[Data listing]
┄┄┄┄┄┄
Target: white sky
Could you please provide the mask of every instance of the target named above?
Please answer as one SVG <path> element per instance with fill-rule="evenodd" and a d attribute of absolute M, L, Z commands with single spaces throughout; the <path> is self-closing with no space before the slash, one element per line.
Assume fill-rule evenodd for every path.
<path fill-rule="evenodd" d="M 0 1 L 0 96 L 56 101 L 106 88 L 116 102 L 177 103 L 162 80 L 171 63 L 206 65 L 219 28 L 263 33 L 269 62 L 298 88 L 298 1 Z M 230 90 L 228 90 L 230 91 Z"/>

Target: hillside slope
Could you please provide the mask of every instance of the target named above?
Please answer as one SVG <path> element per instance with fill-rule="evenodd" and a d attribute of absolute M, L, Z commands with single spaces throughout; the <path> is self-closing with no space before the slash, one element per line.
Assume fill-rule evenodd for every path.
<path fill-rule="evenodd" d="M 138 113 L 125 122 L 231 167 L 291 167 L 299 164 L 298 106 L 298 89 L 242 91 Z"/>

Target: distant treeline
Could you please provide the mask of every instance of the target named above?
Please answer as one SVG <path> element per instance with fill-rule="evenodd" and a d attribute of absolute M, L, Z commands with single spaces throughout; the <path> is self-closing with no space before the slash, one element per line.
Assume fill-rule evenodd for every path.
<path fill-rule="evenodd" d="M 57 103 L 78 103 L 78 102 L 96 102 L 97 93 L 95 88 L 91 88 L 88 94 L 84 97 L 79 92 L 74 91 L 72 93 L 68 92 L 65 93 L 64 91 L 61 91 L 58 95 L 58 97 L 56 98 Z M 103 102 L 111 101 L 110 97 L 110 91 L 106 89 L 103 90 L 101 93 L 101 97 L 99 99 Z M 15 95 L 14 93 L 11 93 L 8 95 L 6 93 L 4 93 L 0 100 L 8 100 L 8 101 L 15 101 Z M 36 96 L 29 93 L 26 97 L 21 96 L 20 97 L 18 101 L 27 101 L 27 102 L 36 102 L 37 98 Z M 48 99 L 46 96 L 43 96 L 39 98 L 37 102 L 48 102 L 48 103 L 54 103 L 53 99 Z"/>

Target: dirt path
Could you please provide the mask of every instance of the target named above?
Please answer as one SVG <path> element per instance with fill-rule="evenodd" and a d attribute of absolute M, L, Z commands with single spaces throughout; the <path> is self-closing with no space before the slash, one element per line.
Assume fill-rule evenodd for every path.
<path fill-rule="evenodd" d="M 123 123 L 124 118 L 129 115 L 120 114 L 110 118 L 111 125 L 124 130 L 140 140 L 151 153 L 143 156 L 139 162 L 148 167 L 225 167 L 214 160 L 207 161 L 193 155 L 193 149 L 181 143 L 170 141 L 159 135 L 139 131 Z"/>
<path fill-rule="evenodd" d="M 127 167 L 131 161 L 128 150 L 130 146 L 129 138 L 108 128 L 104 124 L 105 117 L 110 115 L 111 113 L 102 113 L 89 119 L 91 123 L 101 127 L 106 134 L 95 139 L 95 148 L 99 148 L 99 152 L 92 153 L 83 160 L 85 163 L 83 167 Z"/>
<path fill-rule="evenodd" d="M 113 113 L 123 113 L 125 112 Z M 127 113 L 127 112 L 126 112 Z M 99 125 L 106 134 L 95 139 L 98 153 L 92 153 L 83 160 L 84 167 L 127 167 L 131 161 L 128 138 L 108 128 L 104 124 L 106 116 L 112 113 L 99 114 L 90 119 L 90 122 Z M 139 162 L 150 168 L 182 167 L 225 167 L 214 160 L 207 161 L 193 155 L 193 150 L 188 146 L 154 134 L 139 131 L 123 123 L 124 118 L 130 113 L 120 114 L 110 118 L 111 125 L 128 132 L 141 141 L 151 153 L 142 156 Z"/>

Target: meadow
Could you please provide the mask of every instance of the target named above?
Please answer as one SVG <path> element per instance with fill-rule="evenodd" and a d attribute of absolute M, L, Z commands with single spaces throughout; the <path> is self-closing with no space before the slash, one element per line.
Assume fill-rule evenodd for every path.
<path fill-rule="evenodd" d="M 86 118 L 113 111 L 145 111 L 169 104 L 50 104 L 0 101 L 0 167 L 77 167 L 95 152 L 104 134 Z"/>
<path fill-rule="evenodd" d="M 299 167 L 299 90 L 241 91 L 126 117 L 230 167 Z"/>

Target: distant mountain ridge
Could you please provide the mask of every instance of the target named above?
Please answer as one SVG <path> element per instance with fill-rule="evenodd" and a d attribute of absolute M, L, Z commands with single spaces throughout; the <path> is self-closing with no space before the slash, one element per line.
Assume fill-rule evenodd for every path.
┄┄┄┄┄┄
> [What to do]:
Substitute "outline" for every "mask" in the data above and reproduce all of its lines, leaving everything else unchanged.

> [Reply]:
Target: white sky
Could you please provide the outline of every instance of the target named above?
Please answer as one SVG <path> element per instance with fill-rule="evenodd" and a d attribute of absolute M, L, Z commands with single spaces throughout; the <path> is self-closing with no space before the slash, one element per line.
Assume fill-rule evenodd for every path.
<path fill-rule="evenodd" d="M 0 1 L 0 96 L 56 101 L 106 88 L 116 102 L 177 103 L 162 80 L 171 63 L 206 65 L 219 28 L 263 33 L 269 62 L 298 88 L 298 1 Z M 230 90 L 228 90 L 230 91 Z"/>

Target: hillside slope
Could you please provide the outline of every instance of the target named above?
Please answer as one SVG <path> element per instance with fill-rule="evenodd" and a d attribute of absolute M, L, Z commands with single spaces throughout; the <path> is self-closing with no space before the slash, one element per line.
Assume fill-rule evenodd for every path.
<path fill-rule="evenodd" d="M 138 113 L 125 122 L 231 167 L 291 167 L 299 164 L 298 106 L 298 89 L 242 91 Z"/>

Target: distant treeline
Could you please provide the outline of every instance of the target named above?
Please answer as one SVG <path> element per instance with fill-rule="evenodd" and a d attribute of absolute M, L, Z commands with single spaces throughout; the <path> is self-closing with no space before the slash, one element per line.
Assume fill-rule evenodd for every path.
<path fill-rule="evenodd" d="M 57 103 L 78 103 L 78 102 L 96 102 L 97 93 L 95 88 L 91 88 L 88 94 L 84 97 L 79 92 L 74 91 L 72 93 L 68 92 L 65 93 L 64 91 L 61 91 L 58 95 L 58 97 L 56 98 Z M 103 102 L 111 101 L 110 97 L 110 91 L 106 89 L 103 90 L 101 93 L 101 97 L 99 99 Z M 15 95 L 14 93 L 11 93 L 8 95 L 6 93 L 4 93 L 0 100 L 8 100 L 8 101 L 15 101 Z M 36 96 L 29 93 L 26 97 L 21 96 L 20 97 L 18 101 L 27 101 L 27 102 L 36 102 L 37 98 Z M 48 99 L 46 96 L 43 96 L 39 98 L 37 102 L 48 102 L 48 103 L 54 103 L 53 99 Z"/>

Target: dirt path
Could you please provide the outline of every instance of the target named above?
Please answer as one SVG <path> element per instance with fill-rule="evenodd" and a d attribute of absolute M, L, Z commands with single spaces throughout; the <path> is self-closing with no space before the slash, one element per line.
Assume fill-rule evenodd for every path.
<path fill-rule="evenodd" d="M 123 123 L 124 118 L 129 115 L 120 114 L 110 118 L 111 125 L 124 130 L 140 140 L 151 153 L 143 156 L 139 162 L 148 167 L 225 167 L 214 160 L 207 161 L 193 155 L 193 149 L 181 143 L 170 141 L 159 135 L 139 131 Z"/>
<path fill-rule="evenodd" d="M 127 167 L 131 161 L 128 150 L 130 146 L 129 138 L 108 128 L 104 124 L 105 117 L 110 115 L 111 113 L 102 113 L 89 119 L 91 123 L 101 127 L 106 134 L 95 139 L 95 148 L 99 148 L 99 152 L 92 153 L 83 160 L 85 163 L 83 167 Z"/>
<path fill-rule="evenodd" d="M 113 113 L 123 113 L 125 112 Z M 127 113 L 127 112 L 126 112 Z M 99 125 L 106 134 L 95 139 L 98 153 L 92 153 L 83 160 L 84 167 L 127 167 L 131 161 L 128 138 L 108 128 L 104 124 L 106 116 L 112 113 L 99 114 L 90 119 L 90 122 Z M 139 162 L 150 168 L 182 167 L 225 167 L 214 160 L 207 161 L 193 155 L 193 150 L 188 146 L 154 134 L 139 131 L 123 123 L 124 118 L 130 113 L 120 114 L 110 118 L 111 125 L 128 132 L 141 141 L 151 153 L 142 156 Z"/>

Target: meadow
Could you please provide the outline of every instance of the target named above?
Please answer as one SVG <path> element per instance with fill-rule="evenodd" and a d attribute of absolute M, L, Z commands with single spaces throughout; the <path> is self-closing with no space before the slash, one element per line.
Assume fill-rule evenodd for every path.
<path fill-rule="evenodd" d="M 86 118 L 113 111 L 145 111 L 169 104 L 50 104 L 0 101 L 0 167 L 77 167 L 95 152 L 104 134 Z"/>
<path fill-rule="evenodd" d="M 299 167 L 299 90 L 241 91 L 126 117 L 230 167 Z"/>

Target: distant mountain ridge
Could you please provide the outline of every instance of the target named above?
Please answer as one SVG <path> element per instance with fill-rule="evenodd" and a d attribute of absolute M, L, Z commands with single spaces throughout; the <path> is self-closing with no space before the slash, one element per line.
Assume fill-rule evenodd for every path.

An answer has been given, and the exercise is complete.